■ **EXERCISE**
Rewrite the text on PLC turbine control from the words "In the final" through the words "as his/her own.", putting "sugar refinery" in place of "waste-water treatment plant".

■ **READING TEXT**
________________

We had to change the block and signal type, compile the program, download, and reboot the PLC--none of which could be done until the unit was cool enough to take off hydraulic ratchet operation because when the PLC is cycled all the pumps stop for about one minute, and then nearly every pump and fan starts and runs for about 20 seconds once the PLC's outputs are re-enabled until the program determines what state the turbine is in (or the operator selects Cooldown ON or initiates a STOP/OFF command sequence).

But the BIGGEST problem with the whole scheme is: Nobody can understand the PLC program, portions of which closely resemble the relay ladder diagram logic used by the OEM, and portions of which are just completely baffling and take hours to sort out how they work or why they don't work. And, while the original control company shall remain nameless in this post, they have been around for many years and have done a number of heavy-duty turbine control system retrofits in that time using PLCs (they have been named in other turbine control system-related threads on control.com). It just seems at that time (or at this time) that they lacked (or lack) the turbine knowledge and experience necessary to make these common heavy-duty gas turbine-generators operate reliably and stably using the PLC.

Now, your company may get "lucky" and the control company proposing the PLC may have a very turbine-savvy individual (or individuals) who can duplicate logic and control schemes so that the unit operates almost exactly like it did with the OEM control system. But, the chances of that are not great, since there just aren't that many (heavy-duty) gas turbines controlled by PLCs. And, the limitations of most PLCs with regard to hardware will also contribute to some "creative" and "interesting" schemes, which, unless they are will documented, will be challenging for most to understand and troubleshoot.

This author isn't even a great fan of using DCSs to control turbine-generators, but there are a couple of manufacturers who have the hardware and the application expertise to build a control system that is well-suited to turbine control applications and easy to understand and troubleshoot (Triconex comes immediately to mind).

Unfortunately, one of the most well-known heavy-duty turbine-generator manufacturers is having some difficulty in performing turbine control system retrofits in a timely and cost-effective manner, and they've "locked up" the sale of another governor control system manufacturer's panels which could be applied to their turbines. So, that leaves many owners with little choice if they don't want to use the OEM turbine control systems. There is a company in Florida, USA, Turbine Diagnostic Systems (www.turbinedoctor.com), which has designed and produced a dual-redundant turbine control system (the TurboNet DASH1), and has at least two of them in service as of this writing. So, there are other options which are coming out slowly.

Another reason for opting for a non PLC-based control system is that most every one of the PLC-based turbine control systems this author has ever seen have been "one-off" implementations, meaning that the turbine-generator owner/operator has to spend a good deal of money getting someone trained on the system, and they're not easily replaceable. While the same could be said for a DCS applied to a turbine control application (there aren't a lot of them), there are more people familiar with DCS applications of all types (usually power- or petro-chemical plants or refineries) than there are PLC people who are familiar with turbine-generator control.

In the final analysis, one wouldn't use a turbine control system in a cardboard box manufacturing plant, or a carpet-making factory, or a waste-water treatment plant, or a paint manufacturing facility, or an automobile manufacturing plant; why would one use a PLC for a turbine-generator control system?

 

Just so it's clear, the first three paragraphs of this response to a four year-old thread were written by "no one".

The rest came from a response on July 1, 2006, to a different thread:
http://www.control.com/thread/1026223561#1026223660.

"no one" should note the source of the majority of a response he/she is posting as his/her own.

________________

[Saved entries]
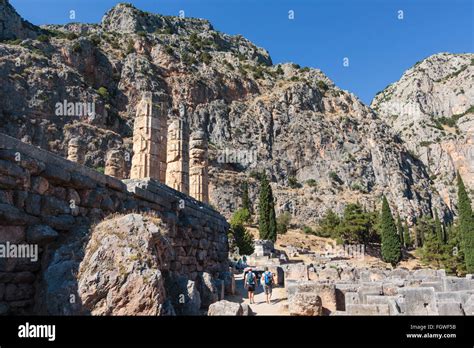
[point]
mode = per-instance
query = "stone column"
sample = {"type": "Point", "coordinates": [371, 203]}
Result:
{"type": "Point", "coordinates": [149, 141]}
{"type": "Point", "coordinates": [76, 151]}
{"type": "Point", "coordinates": [115, 164]}
{"type": "Point", "coordinates": [198, 162]}
{"type": "Point", "coordinates": [177, 175]}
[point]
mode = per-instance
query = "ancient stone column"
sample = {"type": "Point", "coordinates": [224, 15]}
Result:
{"type": "Point", "coordinates": [198, 162]}
{"type": "Point", "coordinates": [149, 140]}
{"type": "Point", "coordinates": [115, 164]}
{"type": "Point", "coordinates": [177, 169]}
{"type": "Point", "coordinates": [76, 151]}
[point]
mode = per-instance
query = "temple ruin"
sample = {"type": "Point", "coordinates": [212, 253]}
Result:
{"type": "Point", "coordinates": [198, 171]}
{"type": "Point", "coordinates": [149, 140]}
{"type": "Point", "coordinates": [177, 175]}
{"type": "Point", "coordinates": [115, 164]}
{"type": "Point", "coordinates": [76, 151]}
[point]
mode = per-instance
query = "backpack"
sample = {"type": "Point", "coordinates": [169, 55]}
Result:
{"type": "Point", "coordinates": [250, 280]}
{"type": "Point", "coordinates": [268, 278]}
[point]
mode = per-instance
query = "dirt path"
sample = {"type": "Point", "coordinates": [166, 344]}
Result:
{"type": "Point", "coordinates": [279, 305]}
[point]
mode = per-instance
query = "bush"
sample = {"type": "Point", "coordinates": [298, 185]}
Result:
{"type": "Point", "coordinates": [322, 85]}
{"type": "Point", "coordinates": [104, 93]}
{"type": "Point", "coordinates": [293, 183]}
{"type": "Point", "coordinates": [169, 50]}
{"type": "Point", "coordinates": [311, 183]}
{"type": "Point", "coordinates": [334, 177]}
{"type": "Point", "coordinates": [240, 217]}
{"type": "Point", "coordinates": [76, 47]}
{"type": "Point", "coordinates": [43, 38]}
{"type": "Point", "coordinates": [205, 57]}
{"type": "Point", "coordinates": [243, 239]}
{"type": "Point", "coordinates": [283, 221]}
{"type": "Point", "coordinates": [308, 230]}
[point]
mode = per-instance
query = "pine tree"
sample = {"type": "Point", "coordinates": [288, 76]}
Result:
{"type": "Point", "coordinates": [391, 251]}
{"type": "Point", "coordinates": [266, 207]}
{"type": "Point", "coordinates": [466, 225]}
{"type": "Point", "coordinates": [329, 224]}
{"type": "Point", "coordinates": [245, 197]}
{"type": "Point", "coordinates": [400, 230]}
{"type": "Point", "coordinates": [406, 235]}
{"type": "Point", "coordinates": [438, 228]}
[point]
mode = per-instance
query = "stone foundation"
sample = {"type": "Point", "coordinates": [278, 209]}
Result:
{"type": "Point", "coordinates": [50, 202]}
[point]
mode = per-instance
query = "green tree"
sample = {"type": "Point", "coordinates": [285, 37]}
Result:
{"type": "Point", "coordinates": [240, 217]}
{"type": "Point", "coordinates": [245, 197]}
{"type": "Point", "coordinates": [266, 210]}
{"type": "Point", "coordinates": [400, 229]}
{"type": "Point", "coordinates": [283, 221]}
{"type": "Point", "coordinates": [406, 236]}
{"type": "Point", "coordinates": [466, 225]}
{"type": "Point", "coordinates": [356, 226]}
{"type": "Point", "coordinates": [329, 224]}
{"type": "Point", "coordinates": [243, 239]}
{"type": "Point", "coordinates": [453, 255]}
{"type": "Point", "coordinates": [432, 250]}
{"type": "Point", "coordinates": [391, 251]}
{"type": "Point", "coordinates": [438, 227]}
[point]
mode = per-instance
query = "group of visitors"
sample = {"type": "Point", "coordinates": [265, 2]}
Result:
{"type": "Point", "coordinates": [251, 281]}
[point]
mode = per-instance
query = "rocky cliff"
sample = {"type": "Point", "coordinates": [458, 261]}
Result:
{"type": "Point", "coordinates": [432, 109]}
{"type": "Point", "coordinates": [321, 146]}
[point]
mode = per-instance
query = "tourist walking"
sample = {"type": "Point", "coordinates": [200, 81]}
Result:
{"type": "Point", "coordinates": [268, 279]}
{"type": "Point", "coordinates": [250, 282]}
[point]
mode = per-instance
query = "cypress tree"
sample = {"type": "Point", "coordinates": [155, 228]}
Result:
{"type": "Point", "coordinates": [400, 230]}
{"type": "Point", "coordinates": [466, 225]}
{"type": "Point", "coordinates": [438, 228]}
{"type": "Point", "coordinates": [391, 251]}
{"type": "Point", "coordinates": [406, 235]}
{"type": "Point", "coordinates": [245, 197]}
{"type": "Point", "coordinates": [267, 218]}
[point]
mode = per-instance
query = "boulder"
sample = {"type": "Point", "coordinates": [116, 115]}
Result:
{"type": "Point", "coordinates": [40, 234]}
{"type": "Point", "coordinates": [417, 301]}
{"type": "Point", "coordinates": [449, 308]}
{"type": "Point", "coordinates": [305, 303]}
{"type": "Point", "coordinates": [367, 309]}
{"type": "Point", "coordinates": [225, 307]}
{"type": "Point", "coordinates": [207, 289]}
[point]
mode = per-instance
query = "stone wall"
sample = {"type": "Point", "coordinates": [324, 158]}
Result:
{"type": "Point", "coordinates": [50, 202]}
{"type": "Point", "coordinates": [346, 290]}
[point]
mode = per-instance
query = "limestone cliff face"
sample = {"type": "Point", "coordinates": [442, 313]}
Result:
{"type": "Point", "coordinates": [432, 109]}
{"type": "Point", "coordinates": [13, 26]}
{"type": "Point", "coordinates": [292, 122]}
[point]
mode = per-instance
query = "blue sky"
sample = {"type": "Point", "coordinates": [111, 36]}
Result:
{"type": "Point", "coordinates": [380, 47]}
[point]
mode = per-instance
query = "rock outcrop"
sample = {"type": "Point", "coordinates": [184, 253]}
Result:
{"type": "Point", "coordinates": [291, 122]}
{"type": "Point", "coordinates": [13, 26]}
{"type": "Point", "coordinates": [431, 107]}
{"type": "Point", "coordinates": [121, 273]}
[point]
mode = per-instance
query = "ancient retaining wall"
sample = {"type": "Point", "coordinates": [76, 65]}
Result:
{"type": "Point", "coordinates": [50, 202]}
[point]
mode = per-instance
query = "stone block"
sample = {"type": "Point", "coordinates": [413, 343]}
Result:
{"type": "Point", "coordinates": [40, 234]}
{"type": "Point", "coordinates": [437, 286]}
{"type": "Point", "coordinates": [12, 234]}
{"type": "Point", "coordinates": [367, 290]}
{"type": "Point", "coordinates": [305, 303]}
{"type": "Point", "coordinates": [417, 301]}
{"type": "Point", "coordinates": [367, 309]}
{"type": "Point", "coordinates": [225, 308]}
{"type": "Point", "coordinates": [449, 308]}
{"type": "Point", "coordinates": [457, 284]}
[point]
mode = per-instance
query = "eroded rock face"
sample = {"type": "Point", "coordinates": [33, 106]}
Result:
{"type": "Point", "coordinates": [121, 273]}
{"type": "Point", "coordinates": [13, 26]}
{"type": "Point", "coordinates": [287, 121]}
{"type": "Point", "coordinates": [432, 109]}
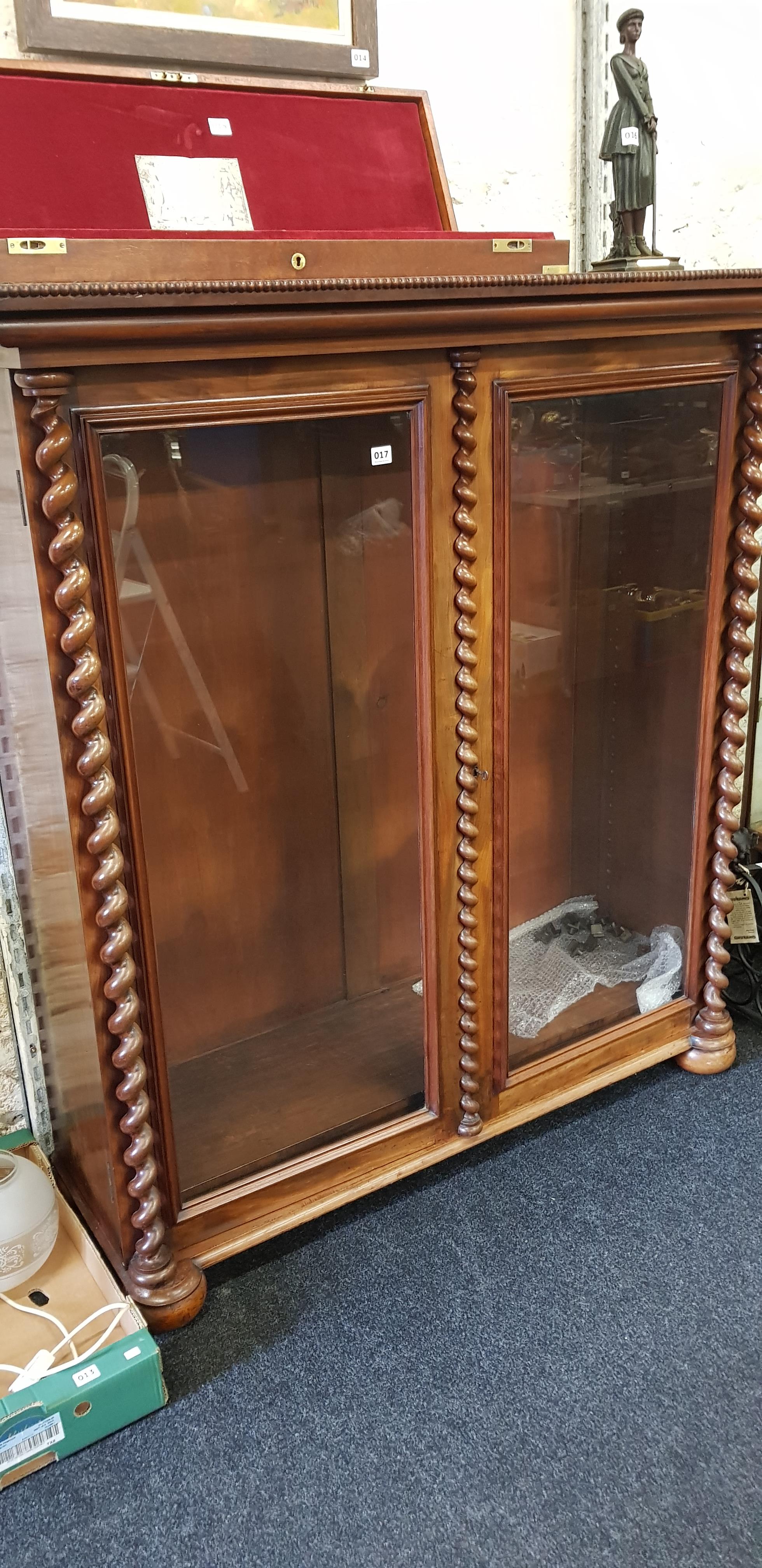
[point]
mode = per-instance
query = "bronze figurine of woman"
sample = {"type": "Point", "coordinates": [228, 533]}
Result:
{"type": "Point", "coordinates": [631, 140]}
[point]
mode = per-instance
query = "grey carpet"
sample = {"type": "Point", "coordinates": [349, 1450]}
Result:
{"type": "Point", "coordinates": [545, 1352]}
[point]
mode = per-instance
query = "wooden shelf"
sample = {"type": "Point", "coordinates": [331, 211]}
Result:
{"type": "Point", "coordinates": [297, 1087]}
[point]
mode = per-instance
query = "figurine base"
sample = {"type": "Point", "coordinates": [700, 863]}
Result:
{"type": "Point", "coordinates": [639, 264]}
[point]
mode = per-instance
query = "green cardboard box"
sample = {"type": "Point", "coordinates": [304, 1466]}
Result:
{"type": "Point", "coordinates": [74, 1405]}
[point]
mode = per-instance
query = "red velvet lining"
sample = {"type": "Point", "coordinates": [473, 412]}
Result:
{"type": "Point", "coordinates": [308, 164]}
{"type": "Point", "coordinates": [302, 236]}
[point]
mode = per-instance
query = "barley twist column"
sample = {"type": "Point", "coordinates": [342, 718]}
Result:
{"type": "Point", "coordinates": [712, 1040]}
{"type": "Point", "coordinates": [170, 1291]}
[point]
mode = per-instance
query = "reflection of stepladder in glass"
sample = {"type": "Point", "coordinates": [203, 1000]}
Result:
{"type": "Point", "coordinates": [129, 543]}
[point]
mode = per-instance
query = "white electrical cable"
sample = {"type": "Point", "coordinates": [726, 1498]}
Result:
{"type": "Point", "coordinates": [68, 1340]}
{"type": "Point", "coordinates": [114, 1307]}
{"type": "Point", "coordinates": [35, 1311]}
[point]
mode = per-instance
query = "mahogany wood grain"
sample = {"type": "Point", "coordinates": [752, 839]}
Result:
{"type": "Point", "coordinates": [157, 1280]}
{"type": "Point", "coordinates": [469, 760]}
{"type": "Point", "coordinates": [311, 1081]}
{"type": "Point", "coordinates": [187, 352]}
{"type": "Point", "coordinates": [712, 1042]}
{"type": "Point", "coordinates": [369, 1162]}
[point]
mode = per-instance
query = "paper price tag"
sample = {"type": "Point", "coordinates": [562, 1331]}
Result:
{"type": "Point", "coordinates": [87, 1376]}
{"type": "Point", "coordinates": [742, 918]}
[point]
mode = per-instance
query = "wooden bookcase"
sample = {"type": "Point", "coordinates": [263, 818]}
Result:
{"type": "Point", "coordinates": [347, 626]}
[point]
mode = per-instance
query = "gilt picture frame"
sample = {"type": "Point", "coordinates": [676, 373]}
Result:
{"type": "Point", "coordinates": [294, 38]}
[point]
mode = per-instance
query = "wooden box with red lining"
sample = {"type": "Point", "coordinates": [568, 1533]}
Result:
{"type": "Point", "coordinates": [346, 187]}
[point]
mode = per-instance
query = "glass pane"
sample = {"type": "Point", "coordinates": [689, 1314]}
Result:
{"type": "Point", "coordinates": [612, 504]}
{"type": "Point", "coordinates": [266, 598]}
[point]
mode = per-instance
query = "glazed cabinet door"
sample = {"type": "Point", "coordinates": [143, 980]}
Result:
{"type": "Point", "coordinates": [252, 766]}
{"type": "Point", "coordinates": [259, 589]}
{"type": "Point", "coordinates": [615, 523]}
{"type": "Point", "coordinates": [261, 585]}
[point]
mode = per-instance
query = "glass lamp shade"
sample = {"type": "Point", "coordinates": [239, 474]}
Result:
{"type": "Point", "coordinates": [29, 1219]}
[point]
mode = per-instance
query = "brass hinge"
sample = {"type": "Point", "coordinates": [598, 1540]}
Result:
{"type": "Point", "coordinates": [37, 247]}
{"type": "Point", "coordinates": [512, 245]}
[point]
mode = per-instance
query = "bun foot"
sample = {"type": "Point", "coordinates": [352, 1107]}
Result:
{"type": "Point", "coordinates": [176, 1302]}
{"type": "Point", "coordinates": [709, 1059]}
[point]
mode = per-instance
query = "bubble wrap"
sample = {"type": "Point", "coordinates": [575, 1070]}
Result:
{"type": "Point", "coordinates": [546, 981]}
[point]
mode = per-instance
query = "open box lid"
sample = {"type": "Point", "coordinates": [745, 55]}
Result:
{"type": "Point", "coordinates": [330, 161]}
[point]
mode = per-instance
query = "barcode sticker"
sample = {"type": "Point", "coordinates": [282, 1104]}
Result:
{"type": "Point", "coordinates": [33, 1440]}
{"type": "Point", "coordinates": [742, 919]}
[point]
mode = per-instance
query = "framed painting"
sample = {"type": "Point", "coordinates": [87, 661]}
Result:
{"type": "Point", "coordinates": [299, 38]}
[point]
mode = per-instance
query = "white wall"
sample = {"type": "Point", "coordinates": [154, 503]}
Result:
{"type": "Point", "coordinates": [502, 82]}
{"type": "Point", "coordinates": [701, 57]}
{"type": "Point", "coordinates": [501, 76]}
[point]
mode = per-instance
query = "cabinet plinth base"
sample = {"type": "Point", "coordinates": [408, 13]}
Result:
{"type": "Point", "coordinates": [176, 1304]}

________________

■ **ANSWER BELOW**
In the final analysis, one wouldn't use a turbine control system in a cardboard box manufacturing plant, or a carpet-making factory, or a sugar refinery, or a paint manufacturing facility, or an automobile manufacturing plant; why would one use a PLC for a turbine-generator control system?

 

Just so it's clear, the first three paragraphs of this response to a four year-old thread were written by "no one".

The rest came from a response on July 1, 2006, to a different thread:
http://www.control.com/thread/1026223561#1026223660.

"no one" should note the source of the majority of a response he/she is posting as his/her own.